→ **Assigned task A**:
In the account of seeking medical care, rewrite the passage starting with "So once again, the" and going on through "find another doctor.", putting "stress" in place of "anxiety".
→ **Assigned task B**:
Answer these from the account of seeking medical care:
(i) How long did the writer stay in the hospital?
(ii) What was the writer told to take before being admitted?
(iii) To which specialty was the writer mistakenly told of a referral?
→ **Assigned task C**:
Write the next part of the account of seeking medical care, picking up after its final sentence.

→ **Given text**:
'''
I was taken in immediately and at no point was the mask issue brought up again.
I was in that hospital for 24 hours, seen by about 20 medical people and only one of them asked me to put a mask on. I refused and his response was ‘well as long as you feel comfortable without one that’s fine.’
The only time I became uncomfortable and did something I really didn’t want to do, was when they told me I had to take a COVID test or they wouldn’t admit me. I initially refuse the test but was told I had no choice. I was in severe pain and far too afraid to leave the hospital in my condition over a COVID test. So, I consented to it.
I was discharged from the hospital the next day and then called the primary care doctor for a follow up appointment. This was the same network as the ER hospital so I assumed the mask wouldn’t be an issue. I requested accommodation on the phone but they refused. I was told I had to wear a mask in the building. I initially took the appointment, then called back and canceled it because I didn’t want to be seen by a doctor that forced masks.
So once again, the mask issue was causing me anxiety and making me hesitant to seek care. My injuries were stable and I considered taking my chances that I would recover, and not to bother with the follow up. But my health is important to me so wanted to try and find another doctor.
I decided to bypass the primary care doctor and go directly to an orthopedic surgeon as that was who ultimately needed to do follow up. I called another doctor and requested accommodation. The woman I spoke to told me nobody had ever requested this before. I was shocked. She was very kind and said she would check for me.
I waited a day for a return call. She called and left a message, and I called right back but when I ask for her the person on the phone said they would pull up my chart and let me know what was going on. She read my chart and told me I was going to be referred to neurology. I got panicky and said that no, I had called for orthopedic, not neurology and somebody needed to explain this to me. She said the nurse would call me back.
For the next 10 minutes I was in total panic because I thought they found a neurologic problem I wasn’t aware of. Finally, the original person I spoke to phoned me and said they had made a mistake reading my chart and I got an appointment with an orthopedist. I repeated my request for accommodation, and it was allowed. This appointment is not for a few weeks but I don’t anticipate any issues. I can sense when I’m speaking with reasonable people.
'''
(Saved entries)
'''
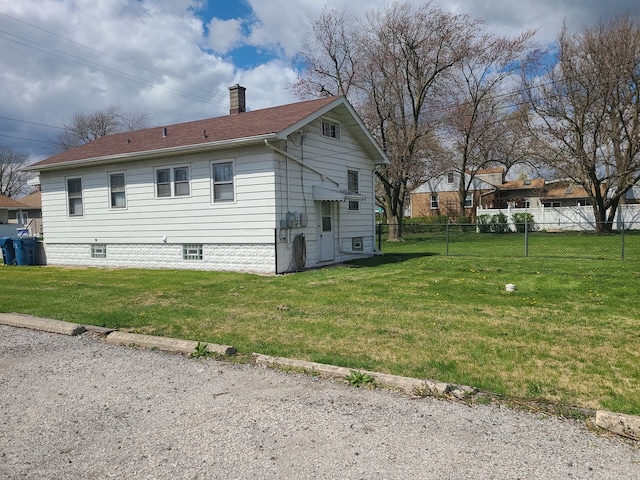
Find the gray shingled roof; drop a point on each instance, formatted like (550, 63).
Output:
(230, 127)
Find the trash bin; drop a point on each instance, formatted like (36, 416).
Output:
(8, 253)
(25, 249)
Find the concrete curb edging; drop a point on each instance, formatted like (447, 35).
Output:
(42, 324)
(165, 344)
(621, 424)
(618, 423)
(406, 384)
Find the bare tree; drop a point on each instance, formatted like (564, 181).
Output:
(478, 124)
(13, 181)
(390, 66)
(587, 112)
(85, 127)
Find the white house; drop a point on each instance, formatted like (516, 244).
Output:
(264, 191)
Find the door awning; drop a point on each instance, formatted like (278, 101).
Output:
(323, 194)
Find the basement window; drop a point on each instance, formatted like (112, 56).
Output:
(192, 251)
(98, 250)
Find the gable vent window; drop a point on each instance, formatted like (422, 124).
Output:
(331, 129)
(172, 182)
(192, 252)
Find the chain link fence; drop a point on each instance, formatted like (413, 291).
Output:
(501, 239)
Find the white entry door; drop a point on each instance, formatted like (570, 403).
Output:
(326, 245)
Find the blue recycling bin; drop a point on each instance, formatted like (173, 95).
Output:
(25, 248)
(8, 252)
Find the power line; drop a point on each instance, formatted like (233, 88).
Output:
(102, 53)
(28, 139)
(32, 123)
(103, 68)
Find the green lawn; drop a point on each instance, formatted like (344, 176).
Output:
(569, 334)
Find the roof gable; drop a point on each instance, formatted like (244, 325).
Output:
(246, 125)
(7, 202)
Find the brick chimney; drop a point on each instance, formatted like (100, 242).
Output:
(237, 104)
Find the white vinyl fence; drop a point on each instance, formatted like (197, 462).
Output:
(569, 218)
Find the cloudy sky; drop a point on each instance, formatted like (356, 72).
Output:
(174, 60)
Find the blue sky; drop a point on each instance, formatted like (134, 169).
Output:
(174, 60)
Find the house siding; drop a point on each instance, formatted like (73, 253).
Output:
(254, 258)
(247, 234)
(332, 158)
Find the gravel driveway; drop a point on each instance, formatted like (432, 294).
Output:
(74, 407)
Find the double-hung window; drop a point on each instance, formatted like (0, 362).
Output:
(74, 195)
(352, 187)
(172, 181)
(117, 192)
(222, 176)
(331, 129)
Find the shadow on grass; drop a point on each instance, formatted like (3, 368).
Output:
(389, 258)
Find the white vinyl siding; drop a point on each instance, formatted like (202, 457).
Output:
(249, 218)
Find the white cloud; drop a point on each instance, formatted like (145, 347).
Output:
(225, 35)
(152, 56)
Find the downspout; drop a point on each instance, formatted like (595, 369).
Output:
(291, 157)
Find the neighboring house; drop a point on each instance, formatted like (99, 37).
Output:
(265, 191)
(518, 194)
(564, 193)
(440, 196)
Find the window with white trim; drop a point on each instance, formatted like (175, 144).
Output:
(330, 129)
(98, 250)
(353, 187)
(222, 179)
(74, 196)
(192, 251)
(118, 197)
(173, 181)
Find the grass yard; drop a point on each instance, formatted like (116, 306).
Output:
(569, 334)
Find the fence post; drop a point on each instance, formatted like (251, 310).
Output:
(526, 236)
(447, 242)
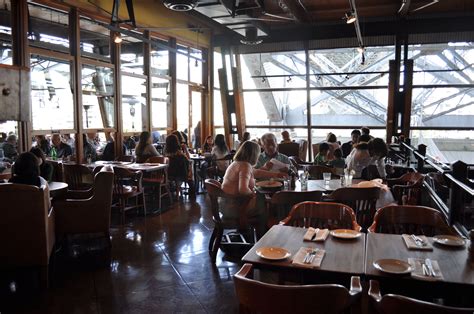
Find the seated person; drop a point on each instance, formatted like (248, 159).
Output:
(62, 149)
(239, 180)
(145, 148)
(285, 137)
(338, 162)
(26, 171)
(358, 159)
(264, 168)
(321, 157)
(46, 169)
(347, 147)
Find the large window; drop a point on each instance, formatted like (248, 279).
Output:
(52, 103)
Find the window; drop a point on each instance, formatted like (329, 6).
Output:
(52, 102)
(98, 97)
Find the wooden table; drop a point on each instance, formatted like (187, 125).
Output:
(455, 267)
(343, 257)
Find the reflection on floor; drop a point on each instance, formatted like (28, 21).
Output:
(160, 264)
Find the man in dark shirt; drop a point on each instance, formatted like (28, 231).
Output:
(347, 147)
(62, 149)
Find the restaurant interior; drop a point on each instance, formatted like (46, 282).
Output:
(237, 156)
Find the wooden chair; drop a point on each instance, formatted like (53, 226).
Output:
(126, 158)
(394, 304)
(78, 177)
(322, 215)
(410, 219)
(289, 149)
(259, 297)
(407, 189)
(221, 223)
(316, 172)
(362, 200)
(90, 214)
(128, 185)
(26, 229)
(159, 179)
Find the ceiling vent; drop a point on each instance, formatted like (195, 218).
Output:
(251, 37)
(180, 5)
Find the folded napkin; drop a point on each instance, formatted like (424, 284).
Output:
(417, 272)
(412, 244)
(300, 255)
(316, 234)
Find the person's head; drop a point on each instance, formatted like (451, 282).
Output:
(56, 139)
(338, 153)
(355, 135)
(364, 138)
(172, 144)
(26, 165)
(249, 151)
(12, 139)
(378, 148)
(219, 141)
(269, 144)
(331, 138)
(323, 148)
(38, 152)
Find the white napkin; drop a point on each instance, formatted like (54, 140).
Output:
(316, 234)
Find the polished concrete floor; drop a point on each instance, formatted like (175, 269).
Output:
(160, 264)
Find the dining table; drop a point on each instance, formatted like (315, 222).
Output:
(454, 263)
(343, 257)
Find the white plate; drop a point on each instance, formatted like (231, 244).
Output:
(449, 240)
(393, 266)
(273, 253)
(345, 234)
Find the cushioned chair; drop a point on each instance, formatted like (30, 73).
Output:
(259, 297)
(322, 215)
(395, 304)
(26, 228)
(241, 222)
(362, 200)
(411, 220)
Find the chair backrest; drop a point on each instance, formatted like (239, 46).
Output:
(289, 149)
(394, 304)
(316, 172)
(410, 219)
(322, 215)
(126, 158)
(26, 225)
(303, 149)
(158, 159)
(78, 177)
(259, 297)
(362, 200)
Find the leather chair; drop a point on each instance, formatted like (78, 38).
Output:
(26, 228)
(259, 297)
(394, 304)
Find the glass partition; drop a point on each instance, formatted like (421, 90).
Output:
(52, 101)
(98, 97)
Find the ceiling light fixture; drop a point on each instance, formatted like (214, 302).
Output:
(350, 17)
(117, 38)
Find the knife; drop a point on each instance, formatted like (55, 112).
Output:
(430, 267)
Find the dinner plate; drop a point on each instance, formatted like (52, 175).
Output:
(449, 240)
(273, 253)
(345, 234)
(393, 266)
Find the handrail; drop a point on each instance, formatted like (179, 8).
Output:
(463, 186)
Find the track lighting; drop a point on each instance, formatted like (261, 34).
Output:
'''
→ **Reply A**:
So once again, the mask issue was causing me stress and making me hesitant to seek care. My injuries were stable and I considered taking my chances that I would recover, and not to bother with the follow up. But my health is important to me so wanted to try and find another doctor.

→ **Reply B**:
(i) 24 hours
(ii) A COVID test
(iii) Neurology

→ **Reply C**:
My accident and injuries were traumatic to me, but I almost didn’t seek care due to all the hassle of getting out of the mask requirement. From the beginning of the ‘pandemic’, I knew I would never put on a mask. I knew it was evil. I knew it was wrong. And I knew it would lead to bad things.
Now, over a year after the start of this thing, I’m not sure why everyone continues to comply. I can’t believe I’m the only person to request accommodation from a doctor’s office. I’m not even able to articulate why it is so important not to comply. I feel in my core that it simply cannot be done. I survived this entire episode without ever putting on a mask. In a way I almost risk my life for it. It surprised me to have that kind of power within my being.
—Maskless in the Northwest
I want to say thank you for this note. You have fill me with inspiration. Countless other readers will be filled with the same by your example. Friends will share this with friends. Family with family. Children with parents. People who never thought it possible to go maskless in their lives will suddenly make it possible.
That’s what it all comes down to: resolving to make it so and then following through.
Your summary of motivation is well put “I’m not even able to articulate why it is so important not to comply. I feel in my core that it simply cannot be done.”